**THE REQUEST:**
Pull out every line in the items below that contains the word "green", matching case exactly, and copy each of those lines in full.

Position annotation items

-=-=-=-=-

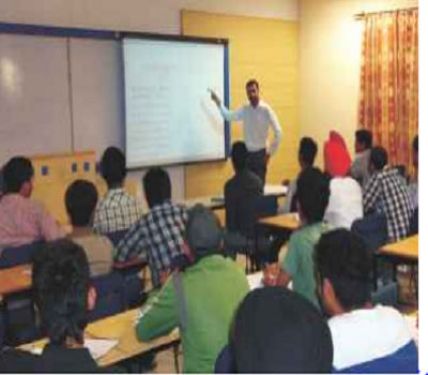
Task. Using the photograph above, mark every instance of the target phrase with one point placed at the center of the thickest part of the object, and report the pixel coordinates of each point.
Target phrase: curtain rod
(361, 15)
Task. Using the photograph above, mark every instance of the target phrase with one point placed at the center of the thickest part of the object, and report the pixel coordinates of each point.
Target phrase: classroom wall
(330, 49)
(160, 16)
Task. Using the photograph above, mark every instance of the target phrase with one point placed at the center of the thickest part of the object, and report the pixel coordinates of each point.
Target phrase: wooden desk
(407, 249)
(15, 279)
(289, 222)
(119, 327)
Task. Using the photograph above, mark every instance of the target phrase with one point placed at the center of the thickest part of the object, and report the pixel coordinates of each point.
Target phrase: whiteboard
(170, 117)
(97, 89)
(34, 96)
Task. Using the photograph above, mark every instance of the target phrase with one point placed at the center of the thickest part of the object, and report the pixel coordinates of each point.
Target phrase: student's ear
(92, 298)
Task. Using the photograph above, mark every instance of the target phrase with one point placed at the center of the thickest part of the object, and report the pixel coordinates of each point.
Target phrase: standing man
(256, 116)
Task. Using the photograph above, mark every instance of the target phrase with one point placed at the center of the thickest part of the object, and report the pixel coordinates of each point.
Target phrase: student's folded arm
(159, 316)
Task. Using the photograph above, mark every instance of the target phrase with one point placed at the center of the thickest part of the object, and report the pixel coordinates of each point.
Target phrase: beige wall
(158, 16)
(330, 45)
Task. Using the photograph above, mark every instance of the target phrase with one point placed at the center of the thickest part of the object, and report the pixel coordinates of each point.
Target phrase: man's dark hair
(378, 157)
(113, 167)
(415, 143)
(252, 82)
(16, 172)
(364, 137)
(239, 156)
(313, 193)
(60, 285)
(308, 150)
(80, 200)
(345, 259)
(157, 186)
(277, 330)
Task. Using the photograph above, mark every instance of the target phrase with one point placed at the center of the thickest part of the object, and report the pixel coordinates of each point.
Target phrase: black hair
(239, 156)
(378, 157)
(16, 172)
(113, 167)
(276, 330)
(344, 258)
(308, 150)
(252, 82)
(80, 201)
(313, 193)
(364, 137)
(415, 143)
(60, 286)
(157, 186)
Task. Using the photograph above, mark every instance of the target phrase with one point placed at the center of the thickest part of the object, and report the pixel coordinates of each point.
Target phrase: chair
(14, 256)
(110, 296)
(115, 237)
(414, 222)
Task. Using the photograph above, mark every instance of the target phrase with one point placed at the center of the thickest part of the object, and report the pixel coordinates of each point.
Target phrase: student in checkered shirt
(386, 192)
(117, 210)
(159, 235)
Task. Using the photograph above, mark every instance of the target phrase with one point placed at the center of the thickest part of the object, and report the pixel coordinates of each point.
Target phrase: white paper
(99, 347)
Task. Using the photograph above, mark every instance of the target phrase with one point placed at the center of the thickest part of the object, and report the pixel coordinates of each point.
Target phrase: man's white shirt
(256, 122)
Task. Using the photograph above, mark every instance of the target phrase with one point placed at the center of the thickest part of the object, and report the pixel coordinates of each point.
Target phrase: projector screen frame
(226, 98)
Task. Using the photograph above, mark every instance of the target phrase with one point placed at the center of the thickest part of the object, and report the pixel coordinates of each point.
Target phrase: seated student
(63, 296)
(241, 193)
(346, 197)
(307, 153)
(23, 220)
(277, 331)
(159, 234)
(386, 193)
(80, 201)
(360, 167)
(201, 300)
(366, 338)
(117, 210)
(312, 198)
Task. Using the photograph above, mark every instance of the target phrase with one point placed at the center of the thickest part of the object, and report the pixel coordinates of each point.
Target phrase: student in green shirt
(201, 300)
(313, 193)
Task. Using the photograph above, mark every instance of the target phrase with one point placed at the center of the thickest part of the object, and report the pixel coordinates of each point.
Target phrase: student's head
(307, 152)
(80, 201)
(239, 156)
(113, 167)
(415, 153)
(252, 88)
(363, 140)
(62, 291)
(18, 175)
(343, 265)
(157, 186)
(203, 232)
(313, 193)
(278, 331)
(378, 159)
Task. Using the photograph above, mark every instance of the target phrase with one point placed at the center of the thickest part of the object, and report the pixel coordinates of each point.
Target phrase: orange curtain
(389, 82)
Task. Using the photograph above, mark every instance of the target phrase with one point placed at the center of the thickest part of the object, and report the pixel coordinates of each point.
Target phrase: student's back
(201, 300)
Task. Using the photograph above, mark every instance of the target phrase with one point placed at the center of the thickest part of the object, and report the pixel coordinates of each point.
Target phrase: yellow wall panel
(265, 49)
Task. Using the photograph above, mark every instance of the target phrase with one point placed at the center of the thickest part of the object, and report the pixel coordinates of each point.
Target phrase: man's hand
(215, 98)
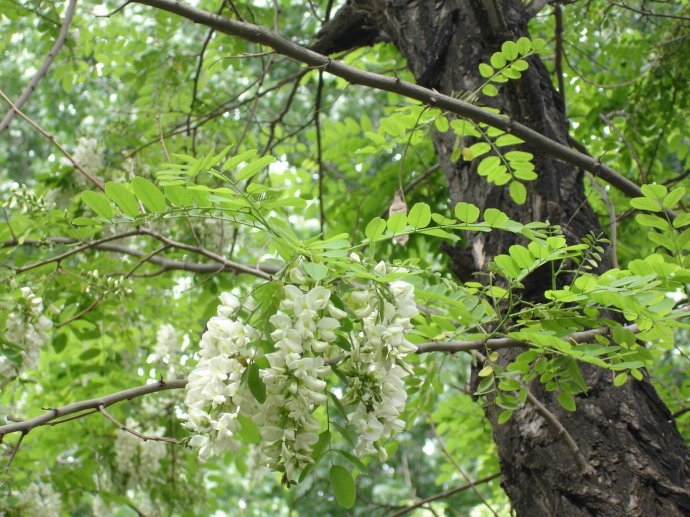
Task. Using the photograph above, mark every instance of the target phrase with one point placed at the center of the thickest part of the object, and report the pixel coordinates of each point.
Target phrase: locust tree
(259, 256)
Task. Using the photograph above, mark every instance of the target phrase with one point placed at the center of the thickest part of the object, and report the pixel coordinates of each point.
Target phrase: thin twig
(53, 141)
(145, 437)
(427, 96)
(51, 415)
(319, 149)
(558, 15)
(613, 223)
(14, 451)
(446, 494)
(59, 42)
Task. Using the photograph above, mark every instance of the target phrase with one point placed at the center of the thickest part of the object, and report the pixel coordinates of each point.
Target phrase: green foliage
(128, 278)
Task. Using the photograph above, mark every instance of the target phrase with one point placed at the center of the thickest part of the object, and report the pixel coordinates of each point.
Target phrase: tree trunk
(638, 463)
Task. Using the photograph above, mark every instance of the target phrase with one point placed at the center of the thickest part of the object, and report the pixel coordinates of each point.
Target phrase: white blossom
(304, 332)
(28, 328)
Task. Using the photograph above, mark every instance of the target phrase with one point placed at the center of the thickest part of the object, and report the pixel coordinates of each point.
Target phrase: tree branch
(53, 141)
(221, 265)
(144, 437)
(26, 426)
(446, 494)
(59, 42)
(433, 98)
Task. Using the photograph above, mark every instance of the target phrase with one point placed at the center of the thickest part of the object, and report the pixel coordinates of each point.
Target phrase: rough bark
(640, 465)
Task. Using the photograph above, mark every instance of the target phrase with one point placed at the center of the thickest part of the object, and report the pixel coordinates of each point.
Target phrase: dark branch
(26, 426)
(427, 96)
(59, 42)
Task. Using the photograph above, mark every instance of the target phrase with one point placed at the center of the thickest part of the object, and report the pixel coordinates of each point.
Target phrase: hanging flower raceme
(27, 328)
(290, 360)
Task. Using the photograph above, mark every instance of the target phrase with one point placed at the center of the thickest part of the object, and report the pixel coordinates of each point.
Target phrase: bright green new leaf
(375, 228)
(254, 167)
(343, 486)
(150, 195)
(419, 216)
(396, 222)
(123, 198)
(256, 385)
(518, 192)
(466, 212)
(315, 270)
(98, 203)
(485, 70)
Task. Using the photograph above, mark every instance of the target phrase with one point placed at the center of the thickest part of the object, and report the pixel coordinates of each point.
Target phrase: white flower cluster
(375, 364)
(214, 398)
(28, 328)
(139, 460)
(305, 329)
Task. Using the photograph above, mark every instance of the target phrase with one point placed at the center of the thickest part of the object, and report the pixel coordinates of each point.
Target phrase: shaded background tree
(156, 93)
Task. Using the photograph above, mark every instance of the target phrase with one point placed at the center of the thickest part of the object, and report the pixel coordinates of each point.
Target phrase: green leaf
(538, 44)
(375, 228)
(150, 195)
(490, 90)
(620, 379)
(233, 162)
(672, 198)
(466, 212)
(567, 401)
(681, 220)
(488, 165)
(643, 203)
(485, 70)
(518, 192)
(419, 216)
(498, 60)
(254, 167)
(396, 222)
(98, 203)
(524, 45)
(525, 174)
(509, 50)
(520, 65)
(315, 270)
(475, 150)
(518, 156)
(652, 221)
(495, 218)
(441, 124)
(249, 432)
(256, 385)
(343, 486)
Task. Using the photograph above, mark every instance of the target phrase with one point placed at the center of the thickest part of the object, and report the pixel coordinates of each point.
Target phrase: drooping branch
(446, 494)
(59, 42)
(53, 141)
(427, 96)
(584, 336)
(26, 426)
(219, 265)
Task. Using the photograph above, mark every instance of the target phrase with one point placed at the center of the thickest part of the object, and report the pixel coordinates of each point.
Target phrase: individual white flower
(213, 393)
(167, 341)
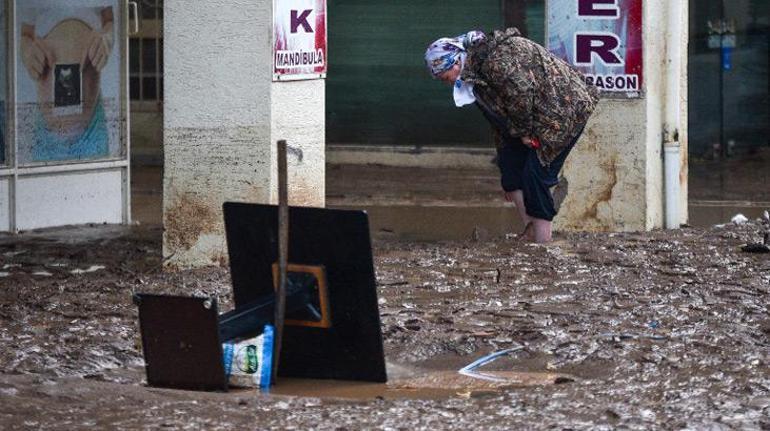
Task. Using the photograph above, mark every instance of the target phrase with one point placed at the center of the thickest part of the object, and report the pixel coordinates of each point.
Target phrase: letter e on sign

-=-=-=-=-

**CORRECT RESPONSE:**
Target phrase: student in green shirt
Target phrase: green foliage
Target phrase: bright green new leaf
Target phrase: green leaf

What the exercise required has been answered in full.